## Lavoro richiesto:
Cita parola per parola, dal testo sugli insiemi chiusi rispetto a una funzione, il passo che va da "Problema relativo all'esistenza" fino a "più che matematico.".

## Estratto della fonte:
*-*-*
Problema relativo all'esistenza di determinazioni che stabiliscono l'esistenza di certi insiemi

40rob
Non so se è la sezione giusta, volevo porre una domanda di ordine filosofico più che matematico.
Mi chiedevo come si può esprimere tramite qualche condizione logica che un insieme $X$ - che contiene un certo elemento $e$ ed è chiuso rispetto alla funzione $s$ - contiene soltanto elementi del tipo

$e$
$s(e)$
$s(s(e))$
$s(s(s(e)))$
...

con qualche condizione logica (o magari con un'infinità di condizioni logiche separate e non frasi infinite) e senza fare uso intuitivamente dei puntini come ho fatto io adesso.
Io ci ho ragionato un po' e mi sembra non si possa fare proprio in modo alternativo se si esclude che questi oggetti si ripetano (si può escludere affermando magari che $s$ in $X$ è iniettiva e $not exists x in X (s(x) = e)$.
Se dico che $e in X$ $forall x (x in X -> s(x) in X)$ con queste condizioni costringo a stare in $X$ tutti gli elementi della successione (con i puntini di sopra), ma come faccio ad escludere che non ci possa andare a finire altro?
Spesso per riferirsi a questo insieme si usa lo stratagemma degli elementi comuni a tutti gli insiemi che godono delle proprietà che ho scritto prima usando al posto di $X$ un'altra variabile, ma lo stesso questo non esclude che questo minimo rispetto all'inclusione non possa contenere altro a rigor di logica, dipende da che insiemi esistono o abbiamo stabilito che debbano esistere tramite altre determinazioni logiche, e quindi anche qua si ripresenta lo stesso problema, se non abbiamo una condizione per dire che il tale insieme debba esistere (quello dove ci sono soltanto quegli elementi di quel tipo, solo quelli e non altro) come facciamo ad imporre in una teoria che parla di insiemi che debba esistere necessariamente senza far ricorso ai puntini?
Noi riusciamo a capirci, afferriamo cosa vogliamo dire (altrimenti voi ed io non capiremmo nemmeno il problema), ma non ci capiamo in base a qualche espressione linguistica e nemmeno un gruppo di espressioni in questi casi.

Risposte
40rob
"Gi.":
il tuo dubbio è questo qua no?
Leggi qua : https://mathoverflow.net/questions/1011 ... al-numbers


Sto dicendo che il concetto "essere un oggetto raggiungibile da $0$" non è ben definibile senza presupporre già qualcosa di analogo (l'espressione di prima che ho usato se si volesse formalizzare bene non si riuscirebbe a farlo). Se cerchiamo di definirlo al secondo ordine con gli assiomi dell'aritmetica si può essere certi che non ci va a finire altro solo se si presuppone che tra le "P" del principio di induzione ci finisce anche una proprietà del genere (per definirla dobbiamo presupporla), se questa cosa qua non si presuppone a monte, non si può mai escludere che i modelli siano fatti diversamente anche se sono tutti isomorfi.
*-*-*
## Estratto dei dati:
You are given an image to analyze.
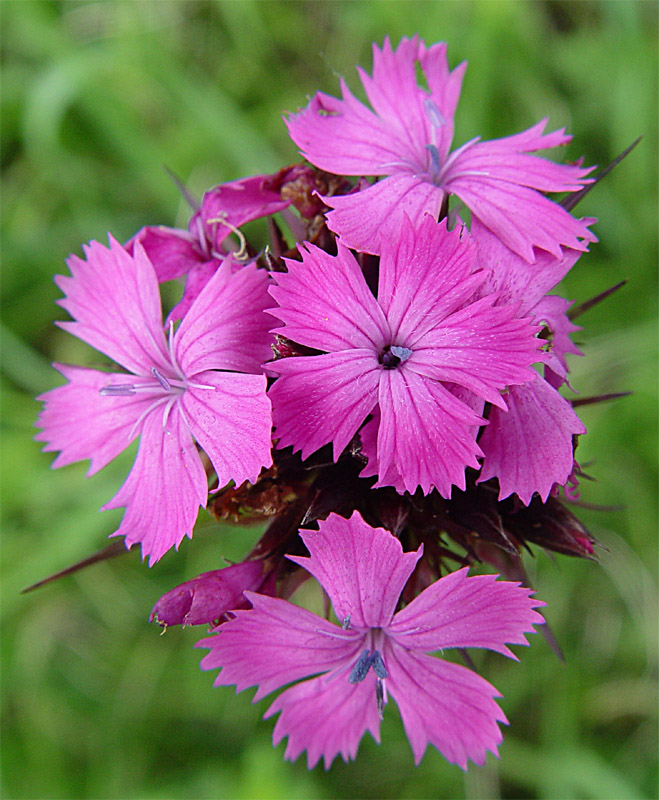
*-*-*
## Risultato del compito:
Problema relativo all'esistenza di determinazioni che stabiliscono l'esistenza di certi insiemi

40rob
Non so se è la sezione giusta, volevo porre una domanda di ordine filosofico più che matematico.